- _THE PROBLEM_
Render the part of the entries that opens at their very beginning and closes with the line containing "top-left (196, 170), bottom-right (377, 241)", including that line, as a numbered list. Skip any blank lines and leave the pictures out.

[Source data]
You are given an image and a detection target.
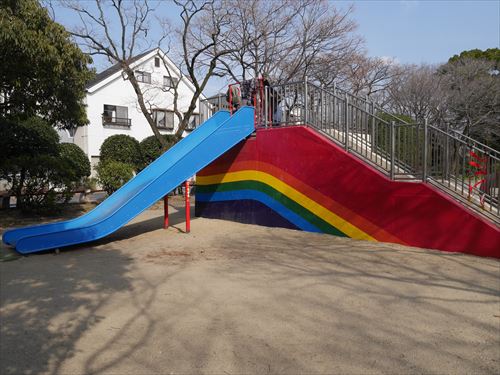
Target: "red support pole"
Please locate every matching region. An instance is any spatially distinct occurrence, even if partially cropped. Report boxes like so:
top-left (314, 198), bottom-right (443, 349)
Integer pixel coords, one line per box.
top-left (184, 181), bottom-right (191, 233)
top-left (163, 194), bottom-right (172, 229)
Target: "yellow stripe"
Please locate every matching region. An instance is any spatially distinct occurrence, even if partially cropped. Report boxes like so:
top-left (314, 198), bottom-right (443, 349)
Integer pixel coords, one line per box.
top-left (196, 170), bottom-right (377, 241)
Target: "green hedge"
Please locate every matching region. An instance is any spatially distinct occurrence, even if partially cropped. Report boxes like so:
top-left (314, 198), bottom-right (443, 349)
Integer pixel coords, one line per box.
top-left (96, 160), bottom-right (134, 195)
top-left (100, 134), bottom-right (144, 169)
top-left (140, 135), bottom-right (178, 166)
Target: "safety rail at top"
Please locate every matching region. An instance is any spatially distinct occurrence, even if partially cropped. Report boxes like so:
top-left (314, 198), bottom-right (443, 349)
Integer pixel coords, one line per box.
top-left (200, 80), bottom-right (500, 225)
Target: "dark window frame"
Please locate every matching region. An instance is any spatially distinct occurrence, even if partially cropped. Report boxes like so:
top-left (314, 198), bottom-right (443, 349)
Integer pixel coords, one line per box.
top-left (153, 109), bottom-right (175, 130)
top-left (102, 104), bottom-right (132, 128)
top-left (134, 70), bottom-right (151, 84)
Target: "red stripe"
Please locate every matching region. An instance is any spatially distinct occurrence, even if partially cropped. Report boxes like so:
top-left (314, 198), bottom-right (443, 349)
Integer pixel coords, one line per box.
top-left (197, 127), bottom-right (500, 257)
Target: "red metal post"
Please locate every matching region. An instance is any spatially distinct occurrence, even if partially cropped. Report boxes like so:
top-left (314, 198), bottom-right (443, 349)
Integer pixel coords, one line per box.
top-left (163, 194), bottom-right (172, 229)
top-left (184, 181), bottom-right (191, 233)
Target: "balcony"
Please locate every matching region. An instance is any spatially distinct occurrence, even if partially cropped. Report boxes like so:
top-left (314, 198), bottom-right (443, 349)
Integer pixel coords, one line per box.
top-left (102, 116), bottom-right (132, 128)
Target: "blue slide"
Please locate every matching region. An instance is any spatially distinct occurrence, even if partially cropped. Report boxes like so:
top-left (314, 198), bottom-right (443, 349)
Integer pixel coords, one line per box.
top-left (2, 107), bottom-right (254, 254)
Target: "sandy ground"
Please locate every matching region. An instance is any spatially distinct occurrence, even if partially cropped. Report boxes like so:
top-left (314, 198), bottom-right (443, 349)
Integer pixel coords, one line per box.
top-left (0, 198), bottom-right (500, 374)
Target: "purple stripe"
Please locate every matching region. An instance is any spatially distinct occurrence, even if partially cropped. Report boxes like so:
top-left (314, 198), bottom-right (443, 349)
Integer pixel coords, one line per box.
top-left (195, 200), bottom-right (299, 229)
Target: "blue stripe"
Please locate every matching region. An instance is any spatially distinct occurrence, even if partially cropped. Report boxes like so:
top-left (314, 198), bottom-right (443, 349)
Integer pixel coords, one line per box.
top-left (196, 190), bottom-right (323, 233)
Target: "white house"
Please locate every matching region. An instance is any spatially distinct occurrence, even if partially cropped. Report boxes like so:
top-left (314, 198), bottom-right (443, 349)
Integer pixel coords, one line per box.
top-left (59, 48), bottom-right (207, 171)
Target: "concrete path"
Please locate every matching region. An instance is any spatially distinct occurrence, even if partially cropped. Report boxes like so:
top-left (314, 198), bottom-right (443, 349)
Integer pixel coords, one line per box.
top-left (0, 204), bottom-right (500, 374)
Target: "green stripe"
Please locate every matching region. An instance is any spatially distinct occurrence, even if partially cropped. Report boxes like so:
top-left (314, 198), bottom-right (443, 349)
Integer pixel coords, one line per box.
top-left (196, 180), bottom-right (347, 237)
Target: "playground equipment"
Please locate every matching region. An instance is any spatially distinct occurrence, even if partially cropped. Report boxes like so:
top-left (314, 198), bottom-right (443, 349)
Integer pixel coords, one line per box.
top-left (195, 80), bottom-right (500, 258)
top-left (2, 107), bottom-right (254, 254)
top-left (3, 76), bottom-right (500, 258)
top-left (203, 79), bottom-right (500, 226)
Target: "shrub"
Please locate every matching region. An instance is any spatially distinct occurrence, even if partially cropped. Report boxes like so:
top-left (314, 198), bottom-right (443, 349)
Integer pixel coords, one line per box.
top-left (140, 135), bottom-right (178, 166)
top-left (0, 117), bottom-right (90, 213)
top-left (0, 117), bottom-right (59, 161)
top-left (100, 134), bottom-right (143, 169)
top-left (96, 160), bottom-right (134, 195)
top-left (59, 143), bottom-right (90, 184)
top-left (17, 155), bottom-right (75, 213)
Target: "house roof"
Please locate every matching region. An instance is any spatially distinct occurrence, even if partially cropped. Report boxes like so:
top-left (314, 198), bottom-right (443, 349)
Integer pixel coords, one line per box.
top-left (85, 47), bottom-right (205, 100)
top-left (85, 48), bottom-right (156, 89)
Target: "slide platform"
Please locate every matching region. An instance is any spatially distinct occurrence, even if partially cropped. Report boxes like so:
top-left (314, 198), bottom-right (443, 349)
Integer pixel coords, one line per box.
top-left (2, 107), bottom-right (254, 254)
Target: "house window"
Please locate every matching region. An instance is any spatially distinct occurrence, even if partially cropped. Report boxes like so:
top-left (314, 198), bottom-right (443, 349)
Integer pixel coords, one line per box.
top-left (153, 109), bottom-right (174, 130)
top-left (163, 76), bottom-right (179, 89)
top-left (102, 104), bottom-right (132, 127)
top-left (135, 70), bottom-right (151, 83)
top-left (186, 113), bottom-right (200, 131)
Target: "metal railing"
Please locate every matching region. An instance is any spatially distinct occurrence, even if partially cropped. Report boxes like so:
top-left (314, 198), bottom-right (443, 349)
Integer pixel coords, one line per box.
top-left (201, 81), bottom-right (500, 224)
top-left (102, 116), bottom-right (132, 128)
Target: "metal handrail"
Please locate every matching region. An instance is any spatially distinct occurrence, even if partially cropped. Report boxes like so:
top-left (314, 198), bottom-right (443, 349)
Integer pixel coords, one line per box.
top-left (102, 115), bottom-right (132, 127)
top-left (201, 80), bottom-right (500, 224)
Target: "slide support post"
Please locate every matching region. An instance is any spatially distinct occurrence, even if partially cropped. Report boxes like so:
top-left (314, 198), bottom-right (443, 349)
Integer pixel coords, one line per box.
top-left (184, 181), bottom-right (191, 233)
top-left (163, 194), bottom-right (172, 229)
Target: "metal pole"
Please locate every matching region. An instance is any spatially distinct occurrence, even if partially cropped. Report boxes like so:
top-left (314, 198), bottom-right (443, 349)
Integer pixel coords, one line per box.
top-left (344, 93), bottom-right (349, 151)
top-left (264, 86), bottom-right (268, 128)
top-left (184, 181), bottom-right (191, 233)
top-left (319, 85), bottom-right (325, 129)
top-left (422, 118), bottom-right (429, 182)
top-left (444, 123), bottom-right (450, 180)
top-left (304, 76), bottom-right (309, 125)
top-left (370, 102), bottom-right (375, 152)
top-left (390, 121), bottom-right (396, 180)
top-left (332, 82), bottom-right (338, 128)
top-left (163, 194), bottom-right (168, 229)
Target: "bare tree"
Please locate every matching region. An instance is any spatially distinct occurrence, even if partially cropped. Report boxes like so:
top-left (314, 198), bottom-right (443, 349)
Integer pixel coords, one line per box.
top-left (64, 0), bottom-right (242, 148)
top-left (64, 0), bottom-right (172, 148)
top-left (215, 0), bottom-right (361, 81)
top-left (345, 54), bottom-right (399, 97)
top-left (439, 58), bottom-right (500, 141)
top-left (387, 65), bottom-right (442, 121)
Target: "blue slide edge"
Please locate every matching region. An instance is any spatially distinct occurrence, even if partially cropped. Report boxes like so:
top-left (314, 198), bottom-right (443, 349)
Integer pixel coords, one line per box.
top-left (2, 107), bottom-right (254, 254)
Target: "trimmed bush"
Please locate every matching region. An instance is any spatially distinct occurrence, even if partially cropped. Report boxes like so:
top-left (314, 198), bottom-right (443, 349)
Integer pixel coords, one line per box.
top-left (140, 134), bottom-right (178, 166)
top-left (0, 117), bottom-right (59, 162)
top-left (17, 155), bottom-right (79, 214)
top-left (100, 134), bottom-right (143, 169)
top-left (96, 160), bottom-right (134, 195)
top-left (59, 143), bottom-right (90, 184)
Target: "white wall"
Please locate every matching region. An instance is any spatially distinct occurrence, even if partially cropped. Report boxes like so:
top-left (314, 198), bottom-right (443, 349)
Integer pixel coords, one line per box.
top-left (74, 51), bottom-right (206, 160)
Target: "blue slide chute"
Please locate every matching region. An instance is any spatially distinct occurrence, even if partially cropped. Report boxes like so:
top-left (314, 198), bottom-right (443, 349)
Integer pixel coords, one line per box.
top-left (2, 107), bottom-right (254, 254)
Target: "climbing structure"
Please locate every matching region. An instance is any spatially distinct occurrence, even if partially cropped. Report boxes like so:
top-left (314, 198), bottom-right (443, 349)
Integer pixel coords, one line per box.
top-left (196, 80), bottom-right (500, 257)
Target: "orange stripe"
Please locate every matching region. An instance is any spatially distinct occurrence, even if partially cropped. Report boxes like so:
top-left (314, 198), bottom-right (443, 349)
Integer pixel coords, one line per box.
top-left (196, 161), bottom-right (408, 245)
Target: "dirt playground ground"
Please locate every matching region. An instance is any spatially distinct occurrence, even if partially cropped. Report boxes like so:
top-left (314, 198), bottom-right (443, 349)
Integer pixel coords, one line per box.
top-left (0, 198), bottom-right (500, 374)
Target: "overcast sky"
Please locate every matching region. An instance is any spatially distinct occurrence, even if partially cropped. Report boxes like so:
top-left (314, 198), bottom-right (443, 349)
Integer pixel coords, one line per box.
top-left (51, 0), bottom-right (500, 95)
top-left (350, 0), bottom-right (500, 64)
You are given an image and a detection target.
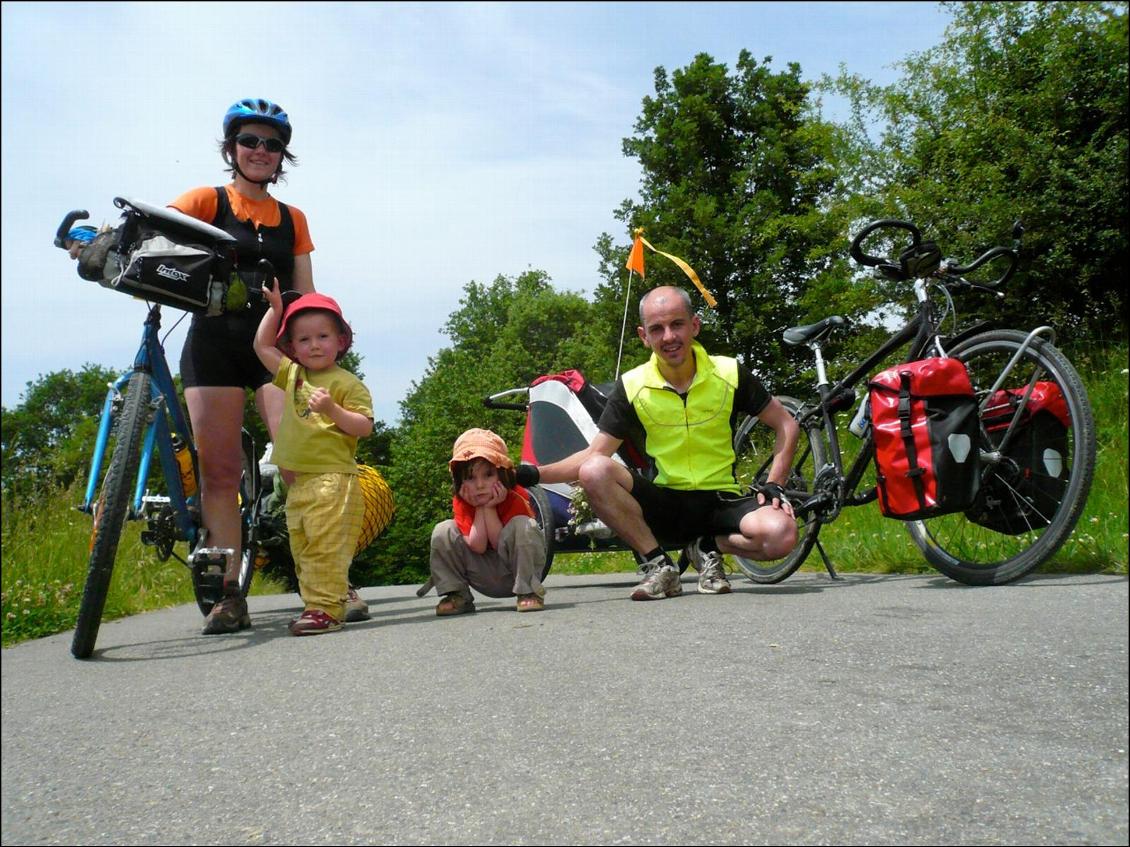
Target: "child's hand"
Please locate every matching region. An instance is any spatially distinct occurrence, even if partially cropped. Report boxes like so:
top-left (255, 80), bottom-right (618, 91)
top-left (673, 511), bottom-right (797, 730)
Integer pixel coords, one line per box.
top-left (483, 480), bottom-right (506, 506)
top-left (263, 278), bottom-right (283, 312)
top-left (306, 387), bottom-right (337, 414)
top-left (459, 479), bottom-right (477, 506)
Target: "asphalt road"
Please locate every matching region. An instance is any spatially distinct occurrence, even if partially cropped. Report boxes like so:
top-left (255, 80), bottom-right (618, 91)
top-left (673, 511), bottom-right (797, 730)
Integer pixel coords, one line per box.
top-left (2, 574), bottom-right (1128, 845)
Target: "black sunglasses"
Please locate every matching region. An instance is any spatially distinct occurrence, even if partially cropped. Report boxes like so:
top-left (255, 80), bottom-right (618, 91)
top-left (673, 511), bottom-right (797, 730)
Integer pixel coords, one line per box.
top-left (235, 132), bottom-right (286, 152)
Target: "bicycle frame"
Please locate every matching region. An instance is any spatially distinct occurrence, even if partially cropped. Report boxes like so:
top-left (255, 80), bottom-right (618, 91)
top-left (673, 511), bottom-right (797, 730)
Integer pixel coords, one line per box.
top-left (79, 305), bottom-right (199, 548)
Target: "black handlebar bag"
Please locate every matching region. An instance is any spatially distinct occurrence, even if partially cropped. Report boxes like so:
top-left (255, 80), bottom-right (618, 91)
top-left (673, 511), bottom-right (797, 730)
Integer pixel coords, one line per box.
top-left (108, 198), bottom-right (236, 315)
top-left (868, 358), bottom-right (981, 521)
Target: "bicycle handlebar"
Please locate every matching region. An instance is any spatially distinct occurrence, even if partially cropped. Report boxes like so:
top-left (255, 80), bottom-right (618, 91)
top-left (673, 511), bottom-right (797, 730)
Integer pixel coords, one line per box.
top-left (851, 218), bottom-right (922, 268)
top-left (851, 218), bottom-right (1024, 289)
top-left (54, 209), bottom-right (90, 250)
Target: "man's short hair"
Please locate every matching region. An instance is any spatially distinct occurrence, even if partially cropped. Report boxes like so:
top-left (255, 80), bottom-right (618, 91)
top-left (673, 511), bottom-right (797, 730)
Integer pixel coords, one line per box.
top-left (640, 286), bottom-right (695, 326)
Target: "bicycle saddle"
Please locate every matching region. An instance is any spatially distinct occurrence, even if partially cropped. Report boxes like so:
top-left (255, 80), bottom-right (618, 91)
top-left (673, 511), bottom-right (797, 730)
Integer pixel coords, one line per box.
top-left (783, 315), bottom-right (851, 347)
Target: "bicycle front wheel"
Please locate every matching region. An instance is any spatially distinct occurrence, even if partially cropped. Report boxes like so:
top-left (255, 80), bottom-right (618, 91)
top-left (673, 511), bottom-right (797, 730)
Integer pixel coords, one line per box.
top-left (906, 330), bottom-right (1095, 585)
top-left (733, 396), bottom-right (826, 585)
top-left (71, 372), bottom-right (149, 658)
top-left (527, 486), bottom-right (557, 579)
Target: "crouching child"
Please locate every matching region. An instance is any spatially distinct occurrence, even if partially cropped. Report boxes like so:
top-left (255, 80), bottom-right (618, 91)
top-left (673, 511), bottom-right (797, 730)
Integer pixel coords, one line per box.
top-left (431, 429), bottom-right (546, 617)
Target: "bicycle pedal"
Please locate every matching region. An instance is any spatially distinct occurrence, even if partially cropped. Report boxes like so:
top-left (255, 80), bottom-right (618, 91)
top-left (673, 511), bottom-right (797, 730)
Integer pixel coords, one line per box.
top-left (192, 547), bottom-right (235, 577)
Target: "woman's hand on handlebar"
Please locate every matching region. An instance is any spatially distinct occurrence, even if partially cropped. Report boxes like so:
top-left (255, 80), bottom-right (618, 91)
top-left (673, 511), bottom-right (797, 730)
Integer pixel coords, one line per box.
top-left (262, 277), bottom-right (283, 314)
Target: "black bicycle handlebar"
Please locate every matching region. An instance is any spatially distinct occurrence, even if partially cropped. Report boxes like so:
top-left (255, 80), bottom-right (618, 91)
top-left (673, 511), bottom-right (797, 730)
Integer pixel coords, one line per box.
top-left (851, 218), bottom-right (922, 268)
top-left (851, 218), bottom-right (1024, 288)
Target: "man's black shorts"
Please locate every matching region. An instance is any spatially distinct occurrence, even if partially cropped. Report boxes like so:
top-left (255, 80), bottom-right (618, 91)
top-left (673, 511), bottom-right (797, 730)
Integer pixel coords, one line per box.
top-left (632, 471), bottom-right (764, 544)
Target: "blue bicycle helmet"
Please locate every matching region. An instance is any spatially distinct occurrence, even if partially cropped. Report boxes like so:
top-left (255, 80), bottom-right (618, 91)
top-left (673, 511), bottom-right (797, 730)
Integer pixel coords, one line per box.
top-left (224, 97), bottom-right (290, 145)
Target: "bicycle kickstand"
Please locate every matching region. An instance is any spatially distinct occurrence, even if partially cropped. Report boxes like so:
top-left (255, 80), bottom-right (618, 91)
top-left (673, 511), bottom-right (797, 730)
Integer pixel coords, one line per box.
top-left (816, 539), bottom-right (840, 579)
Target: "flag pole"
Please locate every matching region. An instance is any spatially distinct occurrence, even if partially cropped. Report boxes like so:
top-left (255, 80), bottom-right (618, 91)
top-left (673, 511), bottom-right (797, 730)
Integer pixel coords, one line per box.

- _WRITTEN RESPONSE_
1. You are given an image and a detection target.
2. Target: "red support pole"
3. Please locate every matching region. An instance is any spatially distinct occurrence, even if partially cropped. Report boxes like so:
4. top-left (314, 198), bottom-right (443, 349)
5. Integer pixel coords, one line per box.
6. top-left (184, 181), bottom-right (191, 233)
7. top-left (163, 194), bottom-right (172, 229)
8. Target: "yellow stripe"
9. Please locate every matching region. An instance is any spatially distinct occurrence, even if partially cropped. Report boxes like so:
10. top-left (314, 198), bottom-right (443, 349)
11. Integer pixel coords, one line per box.
12. top-left (196, 170), bottom-right (377, 241)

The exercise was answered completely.